--- Start ---

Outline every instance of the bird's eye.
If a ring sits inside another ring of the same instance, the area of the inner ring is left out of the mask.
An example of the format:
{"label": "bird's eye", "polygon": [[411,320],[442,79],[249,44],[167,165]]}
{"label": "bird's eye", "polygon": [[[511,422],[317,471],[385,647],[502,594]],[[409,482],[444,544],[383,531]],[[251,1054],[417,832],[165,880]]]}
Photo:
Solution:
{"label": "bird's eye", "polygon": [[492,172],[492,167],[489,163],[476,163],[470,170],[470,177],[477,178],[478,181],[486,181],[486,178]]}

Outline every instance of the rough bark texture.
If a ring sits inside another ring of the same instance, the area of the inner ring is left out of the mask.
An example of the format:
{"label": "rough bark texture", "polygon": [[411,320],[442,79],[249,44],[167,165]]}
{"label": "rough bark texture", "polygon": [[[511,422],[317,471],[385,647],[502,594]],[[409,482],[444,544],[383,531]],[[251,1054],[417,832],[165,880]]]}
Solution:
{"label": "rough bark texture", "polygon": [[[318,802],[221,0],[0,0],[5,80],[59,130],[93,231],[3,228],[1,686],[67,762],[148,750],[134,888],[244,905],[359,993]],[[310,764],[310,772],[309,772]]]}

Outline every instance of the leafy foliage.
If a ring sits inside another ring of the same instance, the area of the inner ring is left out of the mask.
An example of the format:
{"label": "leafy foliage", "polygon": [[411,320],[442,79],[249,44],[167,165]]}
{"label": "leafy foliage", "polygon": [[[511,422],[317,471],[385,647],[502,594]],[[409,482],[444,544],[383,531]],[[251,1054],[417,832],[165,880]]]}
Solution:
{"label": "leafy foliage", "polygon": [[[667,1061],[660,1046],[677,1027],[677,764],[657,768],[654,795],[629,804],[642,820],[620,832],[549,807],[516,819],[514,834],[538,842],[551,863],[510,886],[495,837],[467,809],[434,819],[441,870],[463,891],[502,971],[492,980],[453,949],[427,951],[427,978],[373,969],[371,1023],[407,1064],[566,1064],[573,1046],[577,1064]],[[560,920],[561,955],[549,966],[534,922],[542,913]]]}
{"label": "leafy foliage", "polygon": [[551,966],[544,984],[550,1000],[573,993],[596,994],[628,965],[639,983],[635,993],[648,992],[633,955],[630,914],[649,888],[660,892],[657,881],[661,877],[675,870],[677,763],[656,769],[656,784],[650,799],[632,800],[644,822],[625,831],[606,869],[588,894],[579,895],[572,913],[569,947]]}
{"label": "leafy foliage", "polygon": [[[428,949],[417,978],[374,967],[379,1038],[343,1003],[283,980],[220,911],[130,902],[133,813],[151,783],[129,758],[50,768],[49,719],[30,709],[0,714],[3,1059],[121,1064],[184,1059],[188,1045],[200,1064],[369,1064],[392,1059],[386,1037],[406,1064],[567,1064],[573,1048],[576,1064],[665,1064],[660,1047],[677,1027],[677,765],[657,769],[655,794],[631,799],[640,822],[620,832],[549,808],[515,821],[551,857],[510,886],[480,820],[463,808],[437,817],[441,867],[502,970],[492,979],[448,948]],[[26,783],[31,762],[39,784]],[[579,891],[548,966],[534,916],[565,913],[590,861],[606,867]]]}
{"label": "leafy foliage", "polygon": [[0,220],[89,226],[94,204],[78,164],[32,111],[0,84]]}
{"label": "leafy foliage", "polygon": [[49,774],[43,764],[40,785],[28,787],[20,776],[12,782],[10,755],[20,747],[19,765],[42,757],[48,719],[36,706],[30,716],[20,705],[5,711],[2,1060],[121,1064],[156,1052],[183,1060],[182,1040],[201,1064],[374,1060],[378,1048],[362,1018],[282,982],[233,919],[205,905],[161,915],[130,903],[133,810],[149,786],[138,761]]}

--- End ---

Print all of the entries exactly as they appear.

**PROBLEM SOLUTION**:
Outline every instance of the bird's eye.
If a ring sits inside another ring of the same instance, the area of the inner ring is left out of the mask.
An example of the format:
{"label": "bird's eye", "polygon": [[411,320],[442,79],[249,44],[167,165]]}
{"label": "bird's eye", "polygon": [[[511,422],[317,471],[385,647],[502,594]],[[409,482],[444,544],[383,531]],[[251,1054],[417,832],[165,880]]]}
Photo:
Solution:
{"label": "bird's eye", "polygon": [[492,172],[492,167],[489,163],[476,163],[470,170],[470,177],[477,178],[478,181],[486,181],[486,178]]}

Outline every instance of the rough bark texture.
If a ring sits inside another ring of the same instance, the area of the inner ring is left out of the mask.
An example of the format:
{"label": "rough bark texture", "polygon": [[411,320],[442,79],[249,44],[167,165]]}
{"label": "rough bark texture", "polygon": [[[511,422],[317,471],[385,647],[502,594]],[[409,482],[444,544],[383,531]],[[251,1054],[417,832],[165,880]]]}
Solution:
{"label": "rough bark texture", "polygon": [[[318,802],[221,0],[0,0],[5,80],[59,130],[93,231],[3,228],[1,686],[67,762],[148,750],[134,888],[244,905],[359,993]],[[310,764],[310,772],[309,772]]]}

Outline every instance of the leafy foliage.
If a ring sits inside another ring of the same instance, the area of the inner ring is left out of the mask.
An example of the format:
{"label": "leafy foliage", "polygon": [[411,320],[442,79],[249,44],[167,165]]}
{"label": "leafy foliage", "polygon": [[[511,422],[317,471],[385,647],[502,594]],[[409,482],[444,544],[383,531]],[[251,1054],[417,832],[165,880]]]}
Solution:
{"label": "leafy foliage", "polygon": [[[667,1061],[660,1046],[677,1027],[677,764],[657,768],[654,795],[629,804],[642,820],[620,832],[549,807],[516,819],[514,834],[538,842],[551,863],[510,886],[495,837],[467,809],[434,819],[441,870],[463,891],[502,971],[492,980],[453,949],[427,951],[427,978],[373,969],[371,1023],[407,1064],[566,1064],[573,1046],[577,1064]],[[560,920],[561,955],[549,966],[534,922],[542,913]]]}
{"label": "leafy foliage", "polygon": [[551,966],[544,984],[550,1000],[573,993],[596,994],[628,965],[639,983],[635,993],[648,992],[633,955],[630,914],[649,888],[660,892],[657,881],[661,877],[675,870],[677,763],[656,769],[656,784],[650,799],[632,800],[644,822],[625,831],[606,869],[588,894],[579,895],[572,913],[569,947]]}
{"label": "leafy foliage", "polygon": [[[428,949],[417,978],[374,967],[379,1038],[343,1003],[283,980],[220,911],[130,902],[133,813],[151,783],[129,758],[50,768],[49,719],[30,709],[0,714],[3,1059],[121,1064],[184,1059],[188,1045],[200,1064],[369,1064],[392,1059],[386,1037],[406,1064],[567,1064],[573,1048],[576,1064],[665,1064],[660,1047],[677,1027],[677,765],[657,769],[655,794],[631,799],[640,822],[620,832],[549,808],[515,821],[551,857],[510,886],[480,820],[463,808],[437,817],[441,867],[502,970],[492,979],[448,948]],[[26,783],[31,762],[39,784]],[[579,891],[548,966],[534,916],[565,913],[590,861],[606,867]]]}
{"label": "leafy foliage", "polygon": [[0,220],[89,226],[94,204],[78,164],[32,111],[0,84]]}
{"label": "leafy foliage", "polygon": [[49,774],[43,764],[40,785],[28,787],[20,776],[12,782],[10,755],[20,747],[19,765],[42,757],[48,719],[36,706],[30,716],[20,705],[5,711],[2,1060],[121,1064],[156,1052],[183,1060],[182,1040],[201,1064],[374,1060],[378,1048],[362,1018],[282,982],[233,919],[205,905],[161,915],[130,903],[133,810],[149,786],[138,761]]}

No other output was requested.